'''

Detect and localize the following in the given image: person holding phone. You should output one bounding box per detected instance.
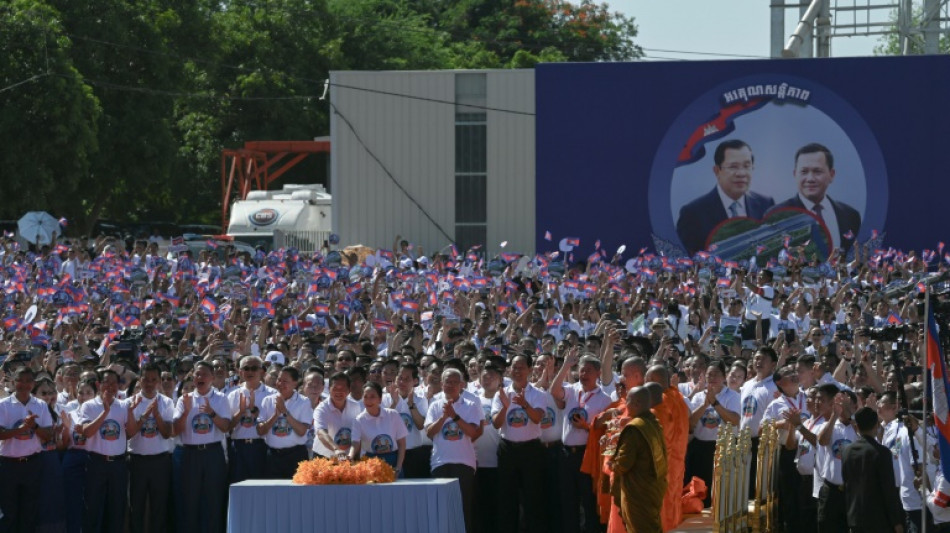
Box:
[551,354,610,532]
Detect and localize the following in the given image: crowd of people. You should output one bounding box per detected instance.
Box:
[0,233,950,533]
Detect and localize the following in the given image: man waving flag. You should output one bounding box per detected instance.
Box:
[926,295,950,479]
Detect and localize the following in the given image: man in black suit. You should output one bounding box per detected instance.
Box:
[773,143,861,252]
[676,139,775,255]
[841,407,904,533]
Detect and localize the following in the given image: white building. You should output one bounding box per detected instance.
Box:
[330,70,536,255]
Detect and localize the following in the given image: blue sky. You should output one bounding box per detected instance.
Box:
[607,0,889,60]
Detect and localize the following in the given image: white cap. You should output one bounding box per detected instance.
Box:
[264,350,287,365]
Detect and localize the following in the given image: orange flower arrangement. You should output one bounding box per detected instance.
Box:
[294,457,396,485]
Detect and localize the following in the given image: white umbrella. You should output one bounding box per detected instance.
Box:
[17,211,63,244]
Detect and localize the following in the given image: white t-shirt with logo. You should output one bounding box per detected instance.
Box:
[255,391,313,449]
[382,392,429,450]
[690,387,740,441]
[175,387,231,446]
[79,396,129,455]
[228,383,278,440]
[745,285,775,320]
[313,397,362,457]
[739,376,778,437]
[129,394,175,455]
[561,383,610,446]
[353,407,409,455]
[881,420,924,511]
[66,408,86,450]
[425,396,483,469]
[475,396,501,468]
[795,416,825,477]
[815,419,858,488]
[762,389,810,442]
[0,395,53,457]
[491,383,558,442]
[540,389,564,442]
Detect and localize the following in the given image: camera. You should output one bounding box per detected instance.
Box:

'''

### WORK TO BE COMPLETED
Retype all of the records above word for word, leaving the pictures out of your answer.

### SOLUTION
Detect and localize the following in the given image: person holding phone. You should output one bounding box per detected instance.
Box:
[551,354,610,532]
Detect and localize the following in the given image: crowd of people. You should output one bounding box per detected instance.
Box:
[0,233,950,533]
Detect and localize the following in the given image: man waving flag. You should output one bounding box per detected instance.
Box:
[926,295,950,479]
Detect and localize the following in the given image: man in black suit. You should output one bounding box per detected instance.
Box:
[773,143,861,252]
[676,139,775,255]
[841,407,904,533]
Detect and localize the following in the given image: white building. You should output one bounding box per detected instance.
Box:
[330,70,536,255]
Detect and localize the following in the given image: blue sky. You should output one bounding box per detected instance.
Box:
[607,0,889,60]
Detect and localize the following in the given image: white cap. You should output one bounding box per detected instance.
Box:
[264,350,287,365]
Detect and localize the following in the given image: orange flower arrangement. You should output one bounding box per detected instance.
Box:
[294,457,396,485]
Detect and localize the following in the given image: white umbrella. You should output one bounding box per detected instance.
Box:
[17,211,63,244]
Detect and localize the following in the given image: white t-shirt with logo. You should output one bounding box per detected instance.
Box:
[255,391,313,449]
[382,392,429,450]
[690,387,740,441]
[175,387,231,446]
[79,396,129,455]
[228,383,278,440]
[745,285,775,320]
[313,397,362,457]
[739,376,778,437]
[129,394,175,455]
[561,383,610,446]
[353,407,409,455]
[881,420,924,511]
[66,408,86,450]
[425,396,483,469]
[475,396,501,468]
[795,416,825,477]
[815,419,858,488]
[762,389,810,442]
[0,395,53,457]
[491,383,558,442]
[540,389,564,442]
Detect and localize the following in the given image: camera. You should output one bounding box per detected instance.
Box:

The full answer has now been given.